● THE EXERCISE:
Count the lines in the items below that contain the string "street", and give only that number.

==============================

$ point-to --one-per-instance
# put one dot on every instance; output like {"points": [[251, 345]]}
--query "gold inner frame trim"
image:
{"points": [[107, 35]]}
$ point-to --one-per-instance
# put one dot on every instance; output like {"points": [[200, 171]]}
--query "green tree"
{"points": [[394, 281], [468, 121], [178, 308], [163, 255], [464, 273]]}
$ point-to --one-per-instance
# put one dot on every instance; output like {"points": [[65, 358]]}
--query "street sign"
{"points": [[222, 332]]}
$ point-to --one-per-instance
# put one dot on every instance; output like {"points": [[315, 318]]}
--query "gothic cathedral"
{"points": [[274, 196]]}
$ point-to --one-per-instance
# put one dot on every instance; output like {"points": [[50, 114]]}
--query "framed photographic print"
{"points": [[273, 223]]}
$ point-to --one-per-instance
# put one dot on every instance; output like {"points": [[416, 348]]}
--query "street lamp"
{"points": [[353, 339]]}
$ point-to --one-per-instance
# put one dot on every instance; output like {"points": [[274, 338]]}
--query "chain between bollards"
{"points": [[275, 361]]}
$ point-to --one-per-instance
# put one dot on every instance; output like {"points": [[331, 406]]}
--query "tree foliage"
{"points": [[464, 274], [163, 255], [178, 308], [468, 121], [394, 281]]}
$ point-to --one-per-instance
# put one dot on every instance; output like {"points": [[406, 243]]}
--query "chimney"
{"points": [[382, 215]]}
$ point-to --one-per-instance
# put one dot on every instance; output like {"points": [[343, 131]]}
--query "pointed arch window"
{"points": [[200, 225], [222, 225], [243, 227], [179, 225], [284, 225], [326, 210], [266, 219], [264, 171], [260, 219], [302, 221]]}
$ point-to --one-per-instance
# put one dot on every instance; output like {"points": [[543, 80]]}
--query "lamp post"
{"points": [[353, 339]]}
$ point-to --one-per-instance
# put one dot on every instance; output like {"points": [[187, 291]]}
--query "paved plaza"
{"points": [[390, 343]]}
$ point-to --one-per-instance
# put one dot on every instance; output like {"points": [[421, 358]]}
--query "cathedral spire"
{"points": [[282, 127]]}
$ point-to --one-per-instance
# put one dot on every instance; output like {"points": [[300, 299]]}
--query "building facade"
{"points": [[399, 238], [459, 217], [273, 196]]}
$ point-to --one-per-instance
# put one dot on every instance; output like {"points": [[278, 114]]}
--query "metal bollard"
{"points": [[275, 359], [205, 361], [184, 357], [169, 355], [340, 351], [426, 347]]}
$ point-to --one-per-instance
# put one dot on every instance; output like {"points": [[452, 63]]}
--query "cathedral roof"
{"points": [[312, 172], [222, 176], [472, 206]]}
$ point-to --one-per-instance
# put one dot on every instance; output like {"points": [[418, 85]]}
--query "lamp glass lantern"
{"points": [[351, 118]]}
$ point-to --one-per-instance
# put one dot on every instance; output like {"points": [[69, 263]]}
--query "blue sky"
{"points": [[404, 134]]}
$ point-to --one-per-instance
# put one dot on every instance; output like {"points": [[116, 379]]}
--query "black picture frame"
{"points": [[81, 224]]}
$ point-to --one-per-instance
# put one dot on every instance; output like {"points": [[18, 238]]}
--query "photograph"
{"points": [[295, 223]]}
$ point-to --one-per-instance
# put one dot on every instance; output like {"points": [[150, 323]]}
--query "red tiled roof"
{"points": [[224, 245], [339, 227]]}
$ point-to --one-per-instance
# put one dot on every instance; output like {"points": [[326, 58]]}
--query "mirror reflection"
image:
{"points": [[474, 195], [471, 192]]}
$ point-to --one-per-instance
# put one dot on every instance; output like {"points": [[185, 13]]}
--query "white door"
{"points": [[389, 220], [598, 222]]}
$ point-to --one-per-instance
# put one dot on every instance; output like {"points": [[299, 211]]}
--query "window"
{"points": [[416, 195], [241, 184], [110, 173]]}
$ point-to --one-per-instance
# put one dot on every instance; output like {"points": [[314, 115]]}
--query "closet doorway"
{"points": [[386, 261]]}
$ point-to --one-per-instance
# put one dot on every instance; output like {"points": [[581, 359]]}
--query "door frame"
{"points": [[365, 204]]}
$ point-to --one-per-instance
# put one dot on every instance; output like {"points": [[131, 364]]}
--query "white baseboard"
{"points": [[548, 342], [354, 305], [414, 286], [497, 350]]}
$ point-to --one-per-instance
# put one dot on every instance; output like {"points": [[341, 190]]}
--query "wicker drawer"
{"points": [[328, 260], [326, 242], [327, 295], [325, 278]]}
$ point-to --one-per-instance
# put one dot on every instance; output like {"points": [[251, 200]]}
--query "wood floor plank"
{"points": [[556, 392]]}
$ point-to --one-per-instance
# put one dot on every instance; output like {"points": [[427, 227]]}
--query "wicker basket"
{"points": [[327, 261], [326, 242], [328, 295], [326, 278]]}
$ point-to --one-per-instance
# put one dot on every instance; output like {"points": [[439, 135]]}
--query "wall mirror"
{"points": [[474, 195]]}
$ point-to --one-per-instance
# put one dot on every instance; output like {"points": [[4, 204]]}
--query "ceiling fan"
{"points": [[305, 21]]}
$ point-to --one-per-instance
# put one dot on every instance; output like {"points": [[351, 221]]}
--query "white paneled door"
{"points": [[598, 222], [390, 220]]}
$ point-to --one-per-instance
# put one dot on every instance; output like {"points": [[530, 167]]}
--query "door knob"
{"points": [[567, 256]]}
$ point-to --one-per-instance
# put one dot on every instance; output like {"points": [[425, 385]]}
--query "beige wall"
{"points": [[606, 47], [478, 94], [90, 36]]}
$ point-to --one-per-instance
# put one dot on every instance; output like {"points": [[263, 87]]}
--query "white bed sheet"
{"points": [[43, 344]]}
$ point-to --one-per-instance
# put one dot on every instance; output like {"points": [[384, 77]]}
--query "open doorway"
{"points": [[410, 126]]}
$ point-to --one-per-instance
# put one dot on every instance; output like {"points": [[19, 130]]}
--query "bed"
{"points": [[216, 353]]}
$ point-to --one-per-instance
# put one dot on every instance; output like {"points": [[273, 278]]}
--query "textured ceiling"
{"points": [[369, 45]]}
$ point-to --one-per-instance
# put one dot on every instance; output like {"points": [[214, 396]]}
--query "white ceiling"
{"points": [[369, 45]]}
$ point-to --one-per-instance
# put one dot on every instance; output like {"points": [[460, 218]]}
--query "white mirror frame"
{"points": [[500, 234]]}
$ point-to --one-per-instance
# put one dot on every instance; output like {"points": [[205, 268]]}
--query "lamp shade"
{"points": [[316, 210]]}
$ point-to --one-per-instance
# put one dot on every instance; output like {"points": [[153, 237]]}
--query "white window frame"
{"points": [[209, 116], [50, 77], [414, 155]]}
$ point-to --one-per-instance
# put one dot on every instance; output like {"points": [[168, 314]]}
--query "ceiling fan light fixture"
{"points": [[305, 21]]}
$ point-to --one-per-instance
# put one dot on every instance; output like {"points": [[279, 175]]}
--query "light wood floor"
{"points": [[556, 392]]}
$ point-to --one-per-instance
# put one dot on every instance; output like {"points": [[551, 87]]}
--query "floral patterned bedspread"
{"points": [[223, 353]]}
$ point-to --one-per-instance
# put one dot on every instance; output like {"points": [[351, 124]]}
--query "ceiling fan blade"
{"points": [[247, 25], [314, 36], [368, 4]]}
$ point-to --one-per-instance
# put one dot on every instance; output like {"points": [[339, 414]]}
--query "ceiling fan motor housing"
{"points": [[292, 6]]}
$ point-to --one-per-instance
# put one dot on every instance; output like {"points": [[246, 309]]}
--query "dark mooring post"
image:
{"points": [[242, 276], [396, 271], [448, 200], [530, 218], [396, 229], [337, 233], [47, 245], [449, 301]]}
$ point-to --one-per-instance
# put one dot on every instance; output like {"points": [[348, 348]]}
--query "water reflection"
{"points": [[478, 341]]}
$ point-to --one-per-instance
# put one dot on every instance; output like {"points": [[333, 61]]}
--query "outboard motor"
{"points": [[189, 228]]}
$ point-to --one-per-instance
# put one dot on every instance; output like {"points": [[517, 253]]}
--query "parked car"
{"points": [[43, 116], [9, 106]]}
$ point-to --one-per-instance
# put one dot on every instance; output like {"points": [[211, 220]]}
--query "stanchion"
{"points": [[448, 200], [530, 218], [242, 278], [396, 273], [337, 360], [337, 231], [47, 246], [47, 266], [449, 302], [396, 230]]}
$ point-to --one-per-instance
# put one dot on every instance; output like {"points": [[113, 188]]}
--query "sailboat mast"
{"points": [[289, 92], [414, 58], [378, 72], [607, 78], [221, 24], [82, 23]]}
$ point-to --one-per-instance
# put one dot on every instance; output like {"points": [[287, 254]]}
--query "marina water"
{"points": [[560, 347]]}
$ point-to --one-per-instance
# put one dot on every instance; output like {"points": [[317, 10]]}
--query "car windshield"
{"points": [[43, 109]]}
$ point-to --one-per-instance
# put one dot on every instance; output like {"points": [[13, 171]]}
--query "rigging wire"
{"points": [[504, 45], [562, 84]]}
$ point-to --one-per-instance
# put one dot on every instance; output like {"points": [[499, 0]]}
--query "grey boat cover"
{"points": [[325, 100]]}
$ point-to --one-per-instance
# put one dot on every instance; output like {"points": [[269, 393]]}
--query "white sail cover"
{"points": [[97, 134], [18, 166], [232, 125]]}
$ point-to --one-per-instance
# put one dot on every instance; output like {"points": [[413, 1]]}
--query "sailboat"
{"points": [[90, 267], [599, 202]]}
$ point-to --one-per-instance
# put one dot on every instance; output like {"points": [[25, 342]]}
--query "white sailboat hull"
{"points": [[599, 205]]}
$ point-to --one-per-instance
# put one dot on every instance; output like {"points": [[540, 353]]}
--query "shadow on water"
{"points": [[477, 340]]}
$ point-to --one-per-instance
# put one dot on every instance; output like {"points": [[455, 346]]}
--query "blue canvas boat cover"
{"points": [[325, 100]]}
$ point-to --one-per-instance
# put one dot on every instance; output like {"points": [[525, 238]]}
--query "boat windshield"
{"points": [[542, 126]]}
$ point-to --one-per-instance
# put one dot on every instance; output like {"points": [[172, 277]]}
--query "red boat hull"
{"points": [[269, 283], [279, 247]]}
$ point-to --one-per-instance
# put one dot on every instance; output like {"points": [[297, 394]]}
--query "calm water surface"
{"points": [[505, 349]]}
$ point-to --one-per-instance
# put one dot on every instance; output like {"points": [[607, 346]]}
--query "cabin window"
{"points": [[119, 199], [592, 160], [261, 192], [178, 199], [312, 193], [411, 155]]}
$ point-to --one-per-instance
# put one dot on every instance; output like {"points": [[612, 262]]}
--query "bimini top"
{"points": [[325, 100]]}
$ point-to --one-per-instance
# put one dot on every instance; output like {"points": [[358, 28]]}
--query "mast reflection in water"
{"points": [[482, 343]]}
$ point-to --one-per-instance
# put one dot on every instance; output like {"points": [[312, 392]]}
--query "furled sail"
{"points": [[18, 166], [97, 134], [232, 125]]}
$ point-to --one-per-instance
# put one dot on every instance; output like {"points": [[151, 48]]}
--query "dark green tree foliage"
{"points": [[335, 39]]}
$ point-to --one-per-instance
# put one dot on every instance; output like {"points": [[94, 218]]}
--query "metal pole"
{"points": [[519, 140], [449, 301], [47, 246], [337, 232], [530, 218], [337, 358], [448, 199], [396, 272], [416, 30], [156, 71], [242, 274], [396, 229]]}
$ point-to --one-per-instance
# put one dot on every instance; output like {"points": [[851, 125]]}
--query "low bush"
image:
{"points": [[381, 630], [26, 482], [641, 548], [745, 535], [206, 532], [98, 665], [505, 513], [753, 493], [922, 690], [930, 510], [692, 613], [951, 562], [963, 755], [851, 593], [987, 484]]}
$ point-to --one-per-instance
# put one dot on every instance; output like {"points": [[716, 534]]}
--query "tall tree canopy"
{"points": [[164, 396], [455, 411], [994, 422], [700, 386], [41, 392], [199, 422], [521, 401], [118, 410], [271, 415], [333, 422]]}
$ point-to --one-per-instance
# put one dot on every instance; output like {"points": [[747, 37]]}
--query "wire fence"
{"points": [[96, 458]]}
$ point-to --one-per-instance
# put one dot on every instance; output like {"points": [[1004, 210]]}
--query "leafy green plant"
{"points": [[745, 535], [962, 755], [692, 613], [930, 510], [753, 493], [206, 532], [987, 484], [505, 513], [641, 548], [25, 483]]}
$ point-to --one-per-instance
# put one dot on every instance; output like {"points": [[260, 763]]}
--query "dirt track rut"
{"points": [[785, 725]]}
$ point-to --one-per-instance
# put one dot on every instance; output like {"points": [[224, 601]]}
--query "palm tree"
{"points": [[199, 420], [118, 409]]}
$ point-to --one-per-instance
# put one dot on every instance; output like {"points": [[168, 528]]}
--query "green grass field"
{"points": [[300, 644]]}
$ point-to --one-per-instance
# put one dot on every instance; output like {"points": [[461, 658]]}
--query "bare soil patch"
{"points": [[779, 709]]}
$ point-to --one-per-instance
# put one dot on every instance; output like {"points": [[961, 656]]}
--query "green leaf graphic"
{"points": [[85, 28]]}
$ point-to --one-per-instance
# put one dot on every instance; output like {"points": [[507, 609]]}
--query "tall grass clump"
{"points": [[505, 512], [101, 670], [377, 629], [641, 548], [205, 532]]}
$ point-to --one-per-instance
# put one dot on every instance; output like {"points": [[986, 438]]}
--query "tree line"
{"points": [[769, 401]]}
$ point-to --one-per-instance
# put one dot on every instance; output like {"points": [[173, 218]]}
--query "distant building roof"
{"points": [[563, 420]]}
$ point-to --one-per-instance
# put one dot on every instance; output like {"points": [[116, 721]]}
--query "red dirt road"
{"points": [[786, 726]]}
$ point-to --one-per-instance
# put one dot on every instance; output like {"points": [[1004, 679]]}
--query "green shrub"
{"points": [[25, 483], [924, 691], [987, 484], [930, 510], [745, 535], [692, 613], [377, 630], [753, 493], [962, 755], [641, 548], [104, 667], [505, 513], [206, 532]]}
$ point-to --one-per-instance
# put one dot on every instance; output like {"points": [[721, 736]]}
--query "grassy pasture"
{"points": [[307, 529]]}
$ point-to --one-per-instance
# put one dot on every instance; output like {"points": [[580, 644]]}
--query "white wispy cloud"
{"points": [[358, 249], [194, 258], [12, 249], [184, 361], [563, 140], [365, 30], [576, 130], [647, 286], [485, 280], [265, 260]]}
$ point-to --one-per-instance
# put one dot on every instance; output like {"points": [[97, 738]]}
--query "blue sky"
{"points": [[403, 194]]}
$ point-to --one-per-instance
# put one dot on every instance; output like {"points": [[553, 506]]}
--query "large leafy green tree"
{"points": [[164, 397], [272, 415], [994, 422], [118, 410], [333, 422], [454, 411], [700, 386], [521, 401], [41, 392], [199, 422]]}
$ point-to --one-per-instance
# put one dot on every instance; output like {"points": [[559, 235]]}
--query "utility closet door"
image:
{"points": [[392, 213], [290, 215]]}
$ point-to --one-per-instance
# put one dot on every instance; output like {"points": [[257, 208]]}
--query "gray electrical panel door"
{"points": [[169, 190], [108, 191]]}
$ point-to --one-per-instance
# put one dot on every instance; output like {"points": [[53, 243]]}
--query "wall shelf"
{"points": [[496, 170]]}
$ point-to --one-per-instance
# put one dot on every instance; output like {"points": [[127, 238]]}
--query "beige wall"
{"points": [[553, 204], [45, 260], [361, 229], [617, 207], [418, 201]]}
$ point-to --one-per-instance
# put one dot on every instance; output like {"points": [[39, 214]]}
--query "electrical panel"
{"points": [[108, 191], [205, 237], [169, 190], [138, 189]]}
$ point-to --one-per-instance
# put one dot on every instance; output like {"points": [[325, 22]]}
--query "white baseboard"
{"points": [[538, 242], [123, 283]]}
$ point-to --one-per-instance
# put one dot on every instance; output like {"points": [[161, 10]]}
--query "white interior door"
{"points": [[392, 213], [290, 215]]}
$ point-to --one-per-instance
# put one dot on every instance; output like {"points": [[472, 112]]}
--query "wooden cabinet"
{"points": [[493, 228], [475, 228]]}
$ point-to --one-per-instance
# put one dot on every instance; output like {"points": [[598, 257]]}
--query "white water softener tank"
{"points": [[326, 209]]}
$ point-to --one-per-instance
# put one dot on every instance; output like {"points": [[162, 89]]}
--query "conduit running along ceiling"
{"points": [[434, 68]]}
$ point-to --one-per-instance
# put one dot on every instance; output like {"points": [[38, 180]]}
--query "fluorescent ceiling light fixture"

==============================

● TASK ANSWER:
2